| Textauszug |
----

Amnesty Journal Russische Föderation 02. Mai 2023

"Ich denke, es sind einige tausend"

Drei Kinder laufen durch ein Flüchtlings-Zeltlager, über ihnen Schnüre, an denen die Zelte aufgespannt sind, hinter ihnen Erwachsene, eins der Kinder fährt auf einem kleinen Roller.

Der Menschenrechtsverteidiger Jewgenij Sacharow aus Charkiw spricht über nach Russland verschleppte ukrainische Kinder, den Haftbefehl gegen Putin, russische Kriegsverbrechen und den Beginn seiner Menschenrechtsarbeit in der Sowjetunion.

Interview: Bernhard Clasen

Der Internationale Strafgerichtshof hat kürzlich Haftbefehl gegen Präsident Wladimir Putin und dessen Kinderrechtsbeauftragte Maria Lwowa-Belowa wegen Kriegsverbrechen und der rechtswidrigen Deportation von Kindern erlassen. Wie bewerten Sie diese Entscheidung?

Ich unterstütze sie. Grundlage der Entscheidung ist auch die rechtswidrige Verschleppung von Kindern einer nationalen Gruppe in eine andere: Russland holte Kinder aus der Ukraine, um sie zu russischen Staatsbürgern zu machen und sie in russischen Pflegefamilien unterzubringen.

Man hat sich nicht einmal die Mühe gemacht, das zu verheimlichen.

Nein. Präsident Wladimir Putin unterzeichnete am 30. Mai 2022 ein Dekret, das es Bürgern der Ukraine, einschließlich der Bewohner der "Volksrepubliken" von Donezk und Luhansk erleichtert, die russische Staatsbürgerschaft anzunehmen. In diesem Dekret wurden Kinder explizit erwähnt. Dann gab es weitere Verordnungen, die die Unterbringung von Kindern in russischen Pflegefamilien erleichtern sollten. Gleichzeitig startete man eine mediale Kampagne, um Adoptivfamilien für ukrainische Kinder zu finden.

----

| Aufgaben |
1: An welchem Datum unterzeichnete Wladimir Putin laut dem Interview das Dekret zur erleichterten Annahme der russischen Staatsbürgerschaft?
2: Fasse das Interview in zwei Sätzen zusammen.
3: Gib aus dem Interview den Abschnitt von „Drei Kinder laufen“ bis einschließlich „in der Sowjetunion.“ wortgetreu wieder.
Die folgenden Daten haben einen anderen Ursprung als das Interview.

----

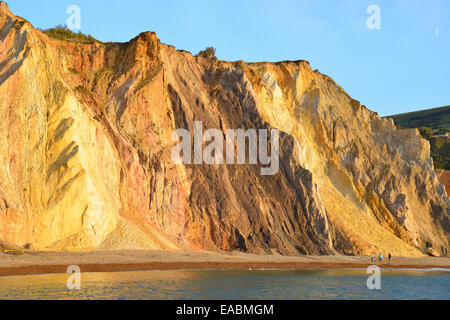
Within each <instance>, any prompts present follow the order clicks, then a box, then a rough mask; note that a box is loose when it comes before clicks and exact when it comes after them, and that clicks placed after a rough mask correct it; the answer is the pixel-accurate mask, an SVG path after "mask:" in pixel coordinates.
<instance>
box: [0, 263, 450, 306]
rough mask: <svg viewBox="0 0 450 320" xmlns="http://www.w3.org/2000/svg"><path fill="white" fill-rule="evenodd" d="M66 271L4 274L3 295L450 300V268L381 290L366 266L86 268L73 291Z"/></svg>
mask: <svg viewBox="0 0 450 320" xmlns="http://www.w3.org/2000/svg"><path fill="white" fill-rule="evenodd" d="M68 277H69V275H68V274H58V275H38V276H17V277H0V299H170V300H177V299H213V300H214V299H226V300H228V299H230V300H236V299H276V300H277V299H296V300H297V299H446V300H450V272H448V271H439V270H434V271H417V270H400V271H386V270H383V271H382V274H381V290H368V289H367V285H366V283H367V278H368V277H369V275H368V274H366V272H365V270H328V271H327V270H325V271H200V270H199V271H143V272H119V273H83V274H82V275H81V290H75V291H70V290H68V289H67V286H66V282H67V279H68Z"/></svg>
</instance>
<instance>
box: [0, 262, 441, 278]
mask: <svg viewBox="0 0 450 320" xmlns="http://www.w3.org/2000/svg"><path fill="white" fill-rule="evenodd" d="M371 265H376V266H379V267H380V268H381V269H383V268H386V269H390V270H392V269H399V270H400V269H403V270H404V269H410V270H413V269H414V270H429V269H447V270H448V271H450V267H438V266H435V265H426V266H422V265H389V264H332V263H324V264H310V263H286V264H266V263H202V262H197V263H195V262H187V263H160V262H154V263H145V264H132V263H131V264H104V265H101V264H100V265H99V264H80V265H78V266H79V267H80V269H81V271H82V272H87V273H103V272H105V273H107V272H133V271H168V270H217V271H220V270H223V271H224V270H252V271H281V270H293V271H294V270H350V269H367V268H368V267H369V266H371ZM68 266H69V265H30V266H22V267H3V268H0V277H8V276H25V275H45V274H61V273H66V272H67V268H68Z"/></svg>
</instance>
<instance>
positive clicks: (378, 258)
mask: <svg viewBox="0 0 450 320" xmlns="http://www.w3.org/2000/svg"><path fill="white" fill-rule="evenodd" d="M388 259H389V262H391V260H392V255H391V253H389V254H388ZM374 261H375V254H374V253H372V254H371V255H370V262H372V263H373V262H374ZM378 262H383V254H382V253H381V252H380V254H379V255H378Z"/></svg>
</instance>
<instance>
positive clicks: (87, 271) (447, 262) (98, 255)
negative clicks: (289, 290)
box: [0, 250, 450, 276]
mask: <svg viewBox="0 0 450 320" xmlns="http://www.w3.org/2000/svg"><path fill="white" fill-rule="evenodd" d="M72 265H77V266H79V267H80V269H81V272H89V273H92V272H126V271H151V270H324V269H361V268H367V267H368V266H370V265H378V266H380V267H381V268H389V269H390V268H392V269H422V270H425V269H448V270H450V258H447V257H445V258H444V257H442V258H437V257H423V258H406V257H393V259H392V261H391V262H389V261H387V258H384V260H383V262H382V263H380V262H378V260H377V259H376V261H375V262H374V263H371V261H370V257H361V256H281V255H255V254H245V253H240V252H206V251H153V250H152V251H147V250H108V251H91V252H62V251H61V252H8V253H5V252H4V253H0V276H17V275H36V274H57V273H66V272H67V268H68V267H69V266H72Z"/></svg>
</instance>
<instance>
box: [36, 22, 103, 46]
mask: <svg viewBox="0 0 450 320" xmlns="http://www.w3.org/2000/svg"><path fill="white" fill-rule="evenodd" d="M42 32H43V33H45V34H46V35H47V36H49V37H50V38H54V39H58V40H63V41H70V42H79V43H94V42H96V41H98V40H96V39H95V38H94V37H92V36H91V35H85V34H83V33H81V31H79V32H78V33H75V32H72V30H70V29H69V28H67V26H62V25H57V26H56V27H54V28H51V29H47V30H42Z"/></svg>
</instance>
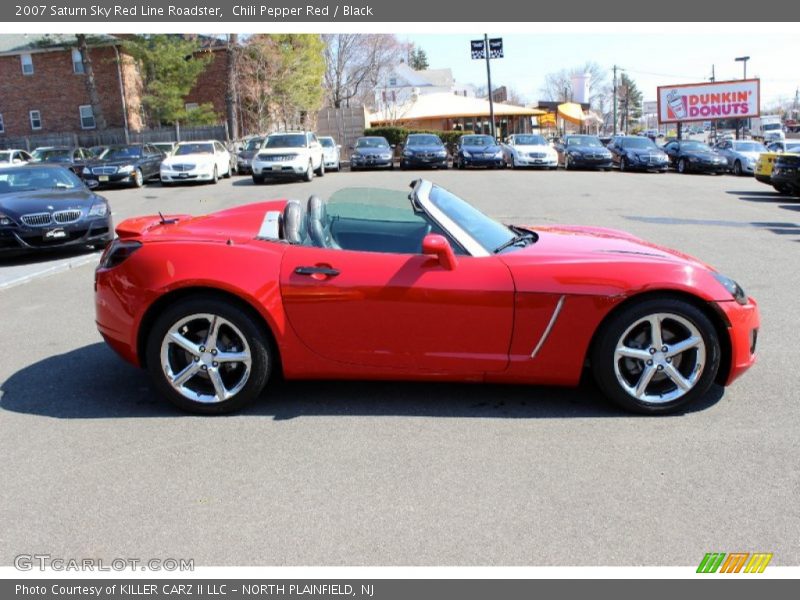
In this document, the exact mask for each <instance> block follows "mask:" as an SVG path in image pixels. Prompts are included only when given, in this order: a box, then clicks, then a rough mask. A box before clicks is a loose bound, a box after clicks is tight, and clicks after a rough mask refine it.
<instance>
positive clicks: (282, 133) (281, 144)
mask: <svg viewBox="0 0 800 600" xmlns="http://www.w3.org/2000/svg"><path fill="white" fill-rule="evenodd" d="M305 147H306V136H305V135H304V134H302V133H281V134H278V135H271V136H269V137H268V138H267V142H266V143H265V144H264V148H305Z"/></svg>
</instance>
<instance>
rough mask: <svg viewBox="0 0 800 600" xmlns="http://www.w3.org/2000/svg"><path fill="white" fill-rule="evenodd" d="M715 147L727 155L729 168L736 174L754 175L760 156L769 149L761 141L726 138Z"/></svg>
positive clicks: (737, 174)
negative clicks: (761, 142) (759, 157)
mask: <svg viewBox="0 0 800 600" xmlns="http://www.w3.org/2000/svg"><path fill="white" fill-rule="evenodd" d="M714 149H715V150H716V151H717V152H719V153H720V154H721V155H722V156H724V157H725V160H726V161H728V169H729V170H730V171H732V172H733V174H734V175H745V174H746V175H752V174H753V173H754V172H755V169H756V161H757V160H758V157H759V156H760V155H761V153H762V152H766V151H767V149H766V148H765V147H764V144H762V143H761V142H754V141H749V140H726V141H724V142H720V143H719V144H717V145H716V147H715V148H714Z"/></svg>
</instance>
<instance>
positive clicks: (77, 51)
mask: <svg viewBox="0 0 800 600" xmlns="http://www.w3.org/2000/svg"><path fill="white" fill-rule="evenodd" d="M72 72H73V73H83V55H82V54H81V51H80V50H78V49H77V48H73V49H72Z"/></svg>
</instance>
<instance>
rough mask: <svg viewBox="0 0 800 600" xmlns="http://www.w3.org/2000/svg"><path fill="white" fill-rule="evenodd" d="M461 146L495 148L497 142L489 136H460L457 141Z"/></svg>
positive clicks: (468, 135)
mask: <svg viewBox="0 0 800 600" xmlns="http://www.w3.org/2000/svg"><path fill="white" fill-rule="evenodd" d="M459 142H460V143H461V145H462V146H481V147H487V148H488V147H489V146H496V145H497V140H495V139H494V138H493V137H492V136H490V135H462V136H461V139H460V140H459Z"/></svg>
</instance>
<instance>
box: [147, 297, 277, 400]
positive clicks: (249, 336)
mask: <svg viewBox="0 0 800 600" xmlns="http://www.w3.org/2000/svg"><path fill="white" fill-rule="evenodd" d="M196 314H213V315H218V316H220V317H222V318H223V319H225V320H226V321H228V322H230V323H231V324H233V325H234V326H235V327H236V328H237V329H238V330H239V331H240V332H241V333H242V334H243V335H244V338H245V340H246V343H247V345H248V346H249V349H250V360H251V364H250V372H249V375H248V376H247V379H246V382H245V383H244V385H243V387H242V388H241V389H240V390H239V391H238V392H237V393H235V394H234V395H233V396H231V397H230V398H228V399H227V400H222V401H219V402H211V403H204V402H199V401H196V400H192V399H190V398H187V397H186V396H184V395H182V394H181V393H180V392H178V391H177V390H176V389H175V388H173V387H172V385H171V384H170V382H169V381H168V379H167V374H166V373H165V372H164V369H163V368H162V361H161V345H162V341H163V339H164V337H165V336H166V335H167V333H168V332H169V331H170V329H171V328H172V327H173V326H174V325H175V324H176V323H178V322H179V321H181V320H182V319H184V318H186V317H189V316H191V315H196ZM218 343H219V342H218ZM275 356H276V353H275V351H274V350H273V348H272V346H271V344H270V341H269V339H268V338H267V336H266V335H265V333H264V331H263V329H262V327H261V325H260V324H259V323H257V322H256V321H255V319H254V317H253V316H251V314H250V313H249V312H247V311H245V310H243V309H241V308H239V307H238V306H236V305H235V304H233V303H231V302H230V301H227V300H222V299H220V298H216V297H214V296H209V295H202V294H201V295H197V296H194V297H191V298H186V299H184V300H181V301H180V302H178V303H176V304H173V305H171V306H169V307H167V309H166V310H164V311H163V313H162V314H161V315H160V316H159V317H158V319H156V321H155V323H154V324H153V326H152V328H151V330H150V332H149V334H148V339H147V346H146V357H147V370H148V372H149V374H150V377H151V379H152V381H153V385H154V386H155V388H156V389H157V390H158V392H159V393H160V394H161V395H163V396H164V397H166V398H167V399H169V400H170V401H171V402H172V403H173V404H175V405H176V406H178V407H179V408H181V409H183V410H186V411H189V412H193V413H198V414H206V415H213V414H223V413H229V412H232V411H235V410H239V409H240V408H242V407H243V406H245V405H246V404H248V403H249V402H251V401H253V400H254V399H255V398H256V397H257V396H258V395H259V394H260V393H261V391H262V390H263V388H264V386H265V385H266V383H267V381H268V380H269V377H270V374H271V371H272V365H273V364H274V362H275ZM209 371H210V369H209ZM209 371H206V372H209ZM195 377H196V378H201V377H202V376H201V375H199V374H198V375H197V376H195Z"/></svg>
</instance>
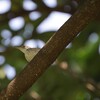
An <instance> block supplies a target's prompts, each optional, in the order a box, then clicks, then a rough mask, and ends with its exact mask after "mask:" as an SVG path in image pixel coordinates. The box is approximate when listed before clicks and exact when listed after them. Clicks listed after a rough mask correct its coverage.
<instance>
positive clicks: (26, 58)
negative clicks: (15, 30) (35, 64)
mask: <svg viewBox="0 0 100 100" xmlns="http://www.w3.org/2000/svg"><path fill="white" fill-rule="evenodd" d="M16 48H17V49H19V50H20V51H22V52H23V53H24V55H25V58H26V60H27V61H28V62H30V61H31V60H32V59H33V58H34V56H35V55H36V54H37V53H38V52H39V50H40V48H31V47H29V46H16Z"/></svg>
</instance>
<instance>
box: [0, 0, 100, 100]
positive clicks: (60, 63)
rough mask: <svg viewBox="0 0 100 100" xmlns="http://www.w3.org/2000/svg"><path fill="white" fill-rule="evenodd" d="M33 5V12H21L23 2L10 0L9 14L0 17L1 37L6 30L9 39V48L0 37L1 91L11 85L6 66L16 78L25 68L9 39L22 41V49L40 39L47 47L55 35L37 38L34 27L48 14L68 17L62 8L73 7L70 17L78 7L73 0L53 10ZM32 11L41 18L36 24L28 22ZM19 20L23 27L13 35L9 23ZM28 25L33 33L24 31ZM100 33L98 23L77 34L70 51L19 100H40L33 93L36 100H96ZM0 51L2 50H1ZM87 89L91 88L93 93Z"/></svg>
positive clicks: (39, 39) (11, 40) (60, 5)
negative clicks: (9, 65) (32, 26)
mask: <svg viewBox="0 0 100 100" xmlns="http://www.w3.org/2000/svg"><path fill="white" fill-rule="evenodd" d="M33 1H34V2H35V3H36V5H37V8H36V9H35V10H30V11H26V10H24V9H23V8H22V4H23V2H24V1H22V0H18V1H17V0H16V1H13V0H12V1H11V3H12V7H11V9H10V11H8V12H6V13H4V14H1V15H0V23H1V24H0V32H1V33H2V31H3V30H5V29H7V30H9V31H10V32H11V37H10V38H9V39H10V40H9V41H10V42H9V43H8V44H6V40H8V38H6V39H5V38H3V37H2V34H1V33H0V56H3V57H5V62H4V63H3V64H1V65H0V76H2V77H0V90H2V89H3V88H5V87H6V86H7V84H8V83H9V82H10V81H11V80H10V79H8V77H7V76H6V72H4V68H5V65H7V64H9V65H10V66H12V67H13V68H14V69H15V71H16V74H18V73H19V72H20V71H21V70H22V69H23V68H24V67H25V65H26V64H27V61H26V60H25V58H24V54H23V53H21V52H20V51H18V50H16V49H15V48H13V45H12V43H11V41H12V39H13V38H14V37H15V36H19V37H21V38H22V40H23V42H22V43H21V44H20V45H23V44H24V43H25V42H26V41H27V40H31V39H32V40H38V39H39V40H41V41H43V42H45V43H46V42H47V41H48V39H49V38H50V37H51V36H52V35H53V33H54V32H55V31H47V32H43V33H41V34H39V33H38V31H37V27H38V26H39V25H40V23H41V22H42V21H43V20H45V19H46V18H47V17H48V16H49V14H50V12H52V11H58V12H59V11H60V12H64V13H67V12H66V9H65V10H64V8H65V6H66V5H69V7H72V8H71V9H72V10H70V11H68V13H70V14H73V13H74V12H75V10H76V8H77V7H78V6H80V5H78V4H77V5H78V6H77V7H76V6H72V3H71V2H72V1H74V0H68V1H67V0H65V1H63V0H57V6H56V7H54V8H49V7H47V6H46V5H45V4H44V3H43V2H42V0H40V1H39V0H33ZM76 1H77V0H75V2H76ZM81 1H82V0H81ZM64 2H65V3H64ZM16 3H17V4H16ZM76 3H77V2H76ZM59 7H60V9H59ZM34 11H37V12H40V13H41V17H40V18H38V19H36V20H31V19H30V18H29V14H30V12H34ZM19 16H22V17H23V18H24V21H25V25H24V26H23V28H21V29H20V30H17V31H14V30H12V29H10V27H9V25H8V22H9V21H10V20H11V19H13V18H16V17H19ZM60 20H61V19H60ZM83 20H84V19H83ZM29 24H30V25H32V26H33V27H34V29H33V28H32V30H31V28H27V30H25V27H26V26H27V25H29ZM25 33H26V35H25ZM99 33H100V23H99V22H98V19H97V20H96V21H95V22H91V23H90V24H89V25H88V26H87V27H86V28H85V29H84V30H82V31H81V32H80V34H79V36H77V37H76V38H75V39H74V40H73V41H72V42H71V47H69V48H65V50H64V51H63V52H62V54H61V55H60V56H59V58H58V59H57V61H55V62H54V64H53V65H51V67H50V68H49V69H47V71H46V72H45V73H44V74H43V75H42V76H41V77H40V78H39V80H38V81H37V82H36V83H35V84H34V85H33V86H32V88H31V89H29V91H27V92H26V93H25V95H24V96H23V97H22V98H21V100H39V99H33V98H36V97H35V95H34V92H33V91H35V92H36V93H37V94H38V96H37V98H41V99H42V100H92V99H93V100H95V99H94V98H96V97H97V98H99V97H100V93H99V91H98V90H99V89H100V77H99V76H100V36H99ZM3 48H4V50H1V49H3ZM0 62H1V61H0ZM11 74H12V73H11ZM87 84H90V85H87ZM90 86H93V88H94V89H93V88H92V87H90ZM92 97H93V98H92ZM98 100H99V99H98Z"/></svg>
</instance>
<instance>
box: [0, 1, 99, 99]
mask: <svg viewBox="0 0 100 100" xmlns="http://www.w3.org/2000/svg"><path fill="white" fill-rule="evenodd" d="M99 7H100V0H86V2H85V3H84V4H83V5H82V6H81V7H80V8H79V9H78V11H77V12H76V13H75V14H74V15H73V16H72V17H71V18H70V19H69V20H68V21H67V22H65V24H64V25H63V26H62V27H61V28H60V29H59V30H58V31H57V32H56V33H55V34H54V35H53V36H52V37H51V38H50V39H49V41H48V42H47V43H46V45H45V46H44V47H43V48H42V49H41V50H40V51H39V53H38V54H37V55H36V56H35V57H34V59H32V61H31V62H30V63H28V64H27V66H26V67H25V68H24V70H22V71H21V72H20V74H19V75H17V76H16V77H15V78H14V79H13V80H12V81H11V82H10V83H9V84H8V86H7V87H6V88H5V89H4V90H2V92H1V93H0V100H18V99H19V98H20V97H21V96H22V95H23V93H24V92H25V91H27V90H28V89H29V88H30V87H31V86H32V85H33V84H34V83H35V81H36V80H37V79H38V78H39V77H40V76H41V75H42V74H43V73H44V71H45V70H46V69H47V68H48V67H49V66H50V65H51V64H52V63H53V62H54V61H55V59H56V58H57V57H58V56H59V54H60V53H61V52H62V51H63V49H64V48H65V47H66V45H68V44H69V43H70V42H71V41H72V40H73V39H74V37H75V36H77V34H78V33H79V32H80V31H81V30H82V29H84V28H85V26H86V25H87V24H88V23H89V22H91V21H92V20H94V19H95V18H96V16H97V15H98V14H99V13H100V10H99Z"/></svg>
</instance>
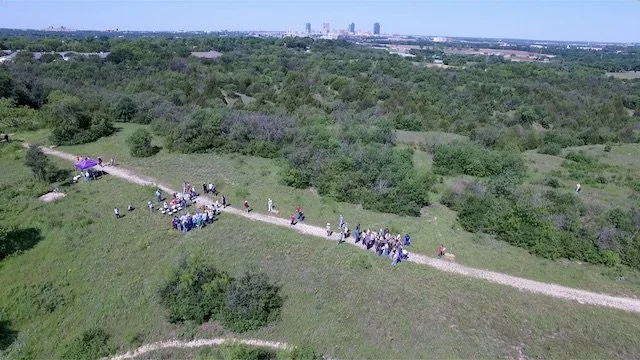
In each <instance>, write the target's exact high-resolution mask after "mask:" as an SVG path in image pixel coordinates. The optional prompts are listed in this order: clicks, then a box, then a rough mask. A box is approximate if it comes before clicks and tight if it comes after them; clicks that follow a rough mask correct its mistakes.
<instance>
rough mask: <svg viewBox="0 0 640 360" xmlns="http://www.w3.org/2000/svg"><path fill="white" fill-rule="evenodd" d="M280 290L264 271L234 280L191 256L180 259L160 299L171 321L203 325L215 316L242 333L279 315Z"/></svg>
mask: <svg viewBox="0 0 640 360" xmlns="http://www.w3.org/2000/svg"><path fill="white" fill-rule="evenodd" d="M279 291H280V289H279V287H278V286H276V285H273V284H270V283H269V281H268V279H267V277H266V275H264V274H262V273H255V272H247V273H246V274H244V275H243V276H242V277H240V278H238V279H232V278H231V277H230V276H229V275H227V274H226V273H223V272H218V271H217V270H216V269H214V268H213V267H211V266H209V265H206V264H205V263H204V261H203V260H202V259H200V258H189V259H187V260H183V261H181V263H180V265H179V267H178V268H177V269H176V270H174V272H173V273H172V275H171V277H170V279H169V281H168V282H167V283H166V285H164V286H163V287H162V288H161V289H160V299H161V303H162V304H163V305H164V306H165V307H167V308H168V309H169V321H171V322H183V321H193V322H194V323H198V324H201V323H203V322H205V321H207V320H209V319H214V320H218V321H220V322H221V324H222V325H223V326H224V327H226V328H228V329H230V330H232V331H237V332H242V331H247V330H253V329H256V328H258V327H260V326H263V325H266V324H267V323H269V322H271V321H273V320H275V319H276V318H278V317H279V315H280V308H281V307H282V303H283V299H282V297H281V296H280V295H279Z"/></svg>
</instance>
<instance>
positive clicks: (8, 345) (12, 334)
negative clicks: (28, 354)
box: [0, 320, 18, 351]
mask: <svg viewBox="0 0 640 360" xmlns="http://www.w3.org/2000/svg"><path fill="white" fill-rule="evenodd" d="M17 337H18V332H17V331H15V330H13V329H12V328H11V323H10V322H9V320H0V351H1V350H6V349H7V348H8V347H9V346H10V345H11V344H12V343H13V342H14V341H15V339H16V338H17Z"/></svg>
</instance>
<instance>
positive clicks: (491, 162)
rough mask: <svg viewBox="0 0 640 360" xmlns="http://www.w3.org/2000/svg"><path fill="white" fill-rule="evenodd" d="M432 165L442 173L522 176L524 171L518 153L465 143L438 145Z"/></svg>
mask: <svg viewBox="0 0 640 360" xmlns="http://www.w3.org/2000/svg"><path fill="white" fill-rule="evenodd" d="M433 165H434V170H435V171H436V172H437V173H440V174H443V175H446V174H466V175H471V176H478V177H487V176H496V175H499V174H503V173H510V174H511V176H514V177H522V176H524V174H525V172H526V167H525V165H524V161H523V160H522V158H521V157H520V155H519V154H514V153H510V152H502V151H495V150H488V149H485V148H482V147H480V146H478V145H474V144H467V143H451V144H443V145H438V146H437V147H436V150H435V152H434V154H433Z"/></svg>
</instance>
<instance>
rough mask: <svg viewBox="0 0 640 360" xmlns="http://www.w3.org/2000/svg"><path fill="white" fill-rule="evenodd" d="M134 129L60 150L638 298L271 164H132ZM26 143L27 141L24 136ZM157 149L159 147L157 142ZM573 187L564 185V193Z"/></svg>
mask: <svg viewBox="0 0 640 360" xmlns="http://www.w3.org/2000/svg"><path fill="white" fill-rule="evenodd" d="M119 126H120V125H119ZM139 126H140V125H130V124H123V125H121V127H122V129H121V131H119V132H118V133H117V134H116V135H115V136H112V137H109V138H106V139H101V140H99V141H97V142H95V143H91V144H86V145H79V146H72V147H61V149H62V150H64V151H68V152H70V153H74V154H78V155H81V156H84V155H90V156H102V158H103V159H108V158H110V157H115V158H116V160H117V161H118V162H119V163H121V164H123V166H126V167H130V168H133V169H136V170H137V171H139V172H140V173H142V174H145V175H149V176H153V177H155V178H156V179H159V180H161V181H162V182H163V183H165V184H168V185H171V186H172V187H173V188H174V189H179V188H180V187H181V184H182V181H184V180H187V181H190V182H191V183H192V184H196V185H197V184H200V185H197V186H198V187H200V186H201V184H202V183H203V182H209V181H214V182H215V183H216V184H217V186H218V189H219V191H221V192H222V193H224V194H226V195H227V197H228V198H229V199H230V201H231V202H232V204H235V205H238V204H239V203H241V202H242V201H244V199H245V198H246V199H248V200H249V201H250V202H251V203H252V204H253V206H254V209H255V211H258V212H266V209H267V199H268V198H269V197H270V198H272V199H273V200H274V203H275V205H276V209H278V210H280V211H281V213H280V216H281V217H288V215H289V213H290V212H291V211H292V210H293V209H295V207H296V206H297V205H301V206H302V207H303V209H304V211H305V214H306V216H307V221H308V222H310V223H313V224H317V225H321V226H323V225H326V223H327V222H330V223H331V224H335V223H337V221H338V217H339V215H340V214H343V215H344V217H345V220H346V221H347V222H348V223H349V224H350V225H351V227H355V224H357V223H360V224H362V226H363V227H364V228H367V227H371V228H380V227H385V226H388V227H389V228H390V229H392V230H394V231H397V232H403V233H409V234H411V236H412V246H411V247H412V249H411V250H412V251H416V252H419V253H423V254H428V255H435V252H436V250H437V248H438V246H439V245H440V244H441V243H444V244H446V246H447V248H448V249H450V251H451V252H452V253H454V254H455V255H456V259H457V260H458V261H459V262H461V263H463V264H466V265H470V266H474V267H478V268H483V269H489V270H495V271H500V272H505V273H508V274H511V275H516V276H523V277H526V278H530V279H533V280H540V281H547V282H554V283H558V284H562V285H566V286H572V287H577V288H584V289H588V290H593V291H599V292H605V293H611V294H620V295H627V296H638V295H640V273H639V272H637V271H631V270H629V271H627V272H626V273H625V274H624V277H623V278H619V277H612V276H611V275H610V274H611V271H610V270H609V269H608V268H606V267H603V266H594V265H588V264H583V263H578V262H569V261H550V260H547V259H541V258H538V257H535V256H532V255H530V254H529V253H528V252H527V251H526V250H523V249H521V248H518V247H514V246H511V245H508V244H506V243H504V242H500V241H495V240H493V239H492V238H491V237H487V236H479V235H474V234H471V233H468V232H465V231H463V230H461V229H459V226H458V225H457V221H456V216H457V215H456V213H455V212H453V211H451V210H449V209H447V208H446V207H443V206H440V205H438V204H437V203H434V204H433V205H432V206H429V207H427V208H425V209H423V216H422V217H420V218H412V217H400V216H396V215H392V214H381V213H377V212H373V211H367V210H363V209H362V208H361V206H355V205H351V204H345V203H337V202H335V201H333V200H331V199H327V198H323V197H320V196H318V195H317V193H316V192H315V191H314V190H313V189H308V190H299V189H292V188H290V187H287V186H284V185H282V184H280V182H279V176H278V169H279V168H278V166H277V164H276V163H274V162H273V161H272V160H267V159H262V158H256V157H248V156H241V155H229V154H216V153H210V154H189V155H185V154H169V153H167V152H166V151H164V150H163V151H161V152H160V153H159V154H157V155H155V156H153V157H151V158H147V159H135V158H132V157H131V156H129V154H128V150H127V146H126V144H125V141H124V139H125V138H126V136H127V135H128V134H129V133H131V132H132V131H133V130H134V129H135V128H137V127H139ZM38 135H39V136H41V134H38ZM26 139H30V137H29V135H27V136H26ZM157 144H158V145H161V143H160V142H159V141H158V143H157ZM615 148H616V147H614V149H615ZM612 153H613V150H612ZM534 155H538V154H534ZM421 156H424V157H422V158H421V159H418V160H416V157H421ZM544 156H546V155H544ZM555 159H556V160H554V161H556V162H558V161H560V162H561V161H562V160H561V159H560V158H555ZM414 160H416V161H417V163H418V165H419V166H421V167H424V168H428V167H430V166H431V165H430V164H431V159H430V157H429V154H428V153H426V152H422V151H419V150H416V152H415V153H414ZM543 160H545V161H540V164H543V165H544V166H549V167H550V168H551V166H552V165H553V163H550V162H547V161H546V158H545V159H543ZM540 166H542V165H540ZM545 171H546V170H545ZM459 179H460V178H446V179H445V183H444V184H443V185H438V187H440V188H443V187H444V186H446V185H447V184H453V183H455V182H457V181H459ZM573 185H574V184H571V183H570V182H567V186H568V187H569V188H572V187H573ZM437 197H438V194H434V195H433V198H434V199H437Z"/></svg>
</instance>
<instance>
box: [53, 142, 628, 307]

----

| Lösungen |
1: Am 30. Mai 2022.

2: Der Menschenrechtsverteidiger Jewgenij Sacharow aus Charkiw unterstützt den Haftbefehl des Internationalen Strafgerichtshofs gegen Wladimir Putin und Maria Lwowa-Belowa, dem auch die rechtswidrige Verschleppung ukrainischer Kinder nach Russland zugrunde liegt. Er verweist auf ein Dekret vom 30. Mai 2022, das Bürgern der Ukraine die Annahme der russischen Staatsbürgerschaft erleichtert und Kinder ausdrücklich erwähnt, sowie auf weitere Verordnungen und eine mediale Kampagne zur Unterbringung der Kinder in russischen Pflegefamilien.

3:
Drei Kinder laufen durch ein Flüchtlings-Zeltlager, über ihnen Schnüre, an denen die Zelte aufgespannt sind, hinter ihnen Erwachsene, eins der Kinder fährt auf einem kleinen Roller.

Der Menschenrechtsverteidiger Jewgenij Sacharow aus Charkiw spricht über nach Russland verschleppte ukrainische Kinder, den Haftbefehl gegen Putin, russische Kriegsverbrechen und den Beginn seiner Menschenrechtsarbeit in der Sowjetunion.